■ WORK TO DO: Could you edit the data starting at the line that contains "the cicada leg" and ending at the end of the data, changing every "Detect" to "Locate" and keeping all else the same? Return only those edited lines.

■ TASK MATERIAL:
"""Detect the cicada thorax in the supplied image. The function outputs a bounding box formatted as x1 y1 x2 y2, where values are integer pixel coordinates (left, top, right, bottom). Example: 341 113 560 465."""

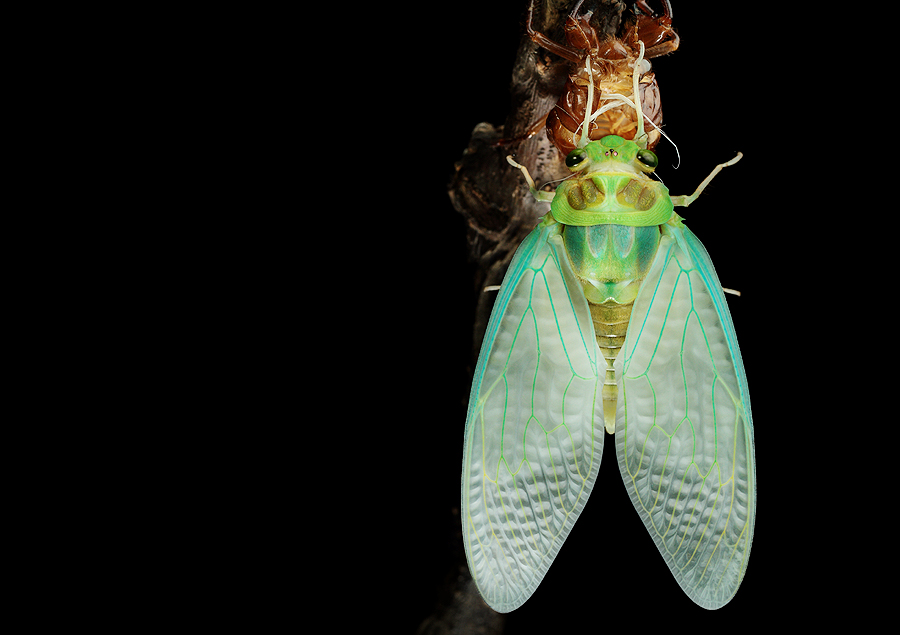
562 225 662 433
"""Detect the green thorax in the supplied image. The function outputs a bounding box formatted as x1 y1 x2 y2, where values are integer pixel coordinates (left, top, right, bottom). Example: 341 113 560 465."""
551 135 674 305
562 225 661 304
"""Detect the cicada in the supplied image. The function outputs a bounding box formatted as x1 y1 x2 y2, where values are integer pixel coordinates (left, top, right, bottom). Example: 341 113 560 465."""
462 41 756 612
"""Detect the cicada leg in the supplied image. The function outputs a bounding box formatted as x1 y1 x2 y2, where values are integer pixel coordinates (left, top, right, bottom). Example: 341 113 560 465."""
636 0 681 58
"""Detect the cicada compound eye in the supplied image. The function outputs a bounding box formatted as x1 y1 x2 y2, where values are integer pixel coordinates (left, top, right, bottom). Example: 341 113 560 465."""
566 148 587 172
637 150 659 172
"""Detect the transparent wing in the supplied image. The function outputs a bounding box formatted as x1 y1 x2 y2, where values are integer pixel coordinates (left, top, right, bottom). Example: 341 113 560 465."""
462 224 603 612
616 226 756 609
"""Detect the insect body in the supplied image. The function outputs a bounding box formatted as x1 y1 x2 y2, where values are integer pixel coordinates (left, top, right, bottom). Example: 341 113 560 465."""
462 135 756 612
526 0 679 155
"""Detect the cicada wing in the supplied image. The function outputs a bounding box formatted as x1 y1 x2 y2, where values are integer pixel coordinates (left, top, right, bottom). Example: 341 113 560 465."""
616 226 756 609
462 224 605 612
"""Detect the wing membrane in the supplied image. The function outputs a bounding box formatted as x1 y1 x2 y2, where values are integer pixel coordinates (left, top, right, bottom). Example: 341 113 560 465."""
616 226 756 609
462 224 603 612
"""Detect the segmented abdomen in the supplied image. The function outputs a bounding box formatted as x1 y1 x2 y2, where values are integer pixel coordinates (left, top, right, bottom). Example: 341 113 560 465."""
588 300 634 434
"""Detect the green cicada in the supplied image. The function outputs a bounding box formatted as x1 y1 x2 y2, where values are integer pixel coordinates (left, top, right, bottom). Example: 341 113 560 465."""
462 42 756 612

■ COMPLETE OUTPUT:
"""Locate the cicada leg in the supplied image. The function outputs a bounding box formatted as x1 y1 x2 y2, where values are integer pixel coordinates (left, top, right, bottom). Example: 341 113 560 465."""
636 0 681 58
"""Locate the cicada compound eye in the supplied image. The function outputs a bounding box formatted as x1 y1 x2 y2, where values are integer pixel coordinates (left, top, right, bottom). Example: 341 113 560 465."""
566 148 587 172
637 150 659 172
"""Locate the transparent wing in the supplied image. The function outputs a bounding box formatted as x1 y1 x2 y2, where values are integer pixel coordinates (left, top, right, bottom). Example: 341 113 560 465."""
462 224 603 612
616 226 756 609
"""Locate the insect body in the supplied image. The function outputs a bounding box formatted as x1 y1 x2 y2, where values are integer pixel coordinates (left, top, right, bottom). Example: 341 113 560 465."""
462 135 756 612
526 0 679 155
"""Locate the cicada wing in the supplied image. The function outputs a bounding box formatted as x1 y1 x2 y2, where values are integer pixel coordinates (left, top, right, bottom). Example: 341 113 560 465."""
616 226 756 609
462 224 605 612
"""Locate the wing membrane in the supplied image. The function outputs a bounding box formatted as x1 y1 x2 y2, where values are integer pixel coordinates (left, top, right, bottom). Example: 341 113 560 465."""
616 226 756 609
462 224 603 612
"""Locate the segmented abdomen in the supplied image. The function outputs a bounding box formatted as x1 y1 x2 y2, where values are integer pixel coordinates (left, top, right, bottom). Example: 341 113 560 465."""
588 300 634 434
"""Locate the green cicada in the supplied image. The function outputs a bounding box formatted as x1 y1 x2 y2, where values are integer pixel coordinates (left, top, right, bottom). Example: 341 113 560 465."""
462 42 756 612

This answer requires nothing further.